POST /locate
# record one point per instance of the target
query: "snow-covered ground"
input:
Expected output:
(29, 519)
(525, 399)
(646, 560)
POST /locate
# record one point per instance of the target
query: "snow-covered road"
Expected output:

■ **Short exercise**:
Reproduce all the lines above, requests included. Multiply every point coordinate in the answers by 0.3 and round each result to a whole number, with halves rounded up.

■ **Result for this exercise**:
POST /locate
# record one point per instance of the target
query: "snow-covered ground"
input:
Expected output:
(9, 156)
(158, 120)
(194, 168)
POST /locate
# record one point per instance of the target
query: "snow-covered road"
Expected output:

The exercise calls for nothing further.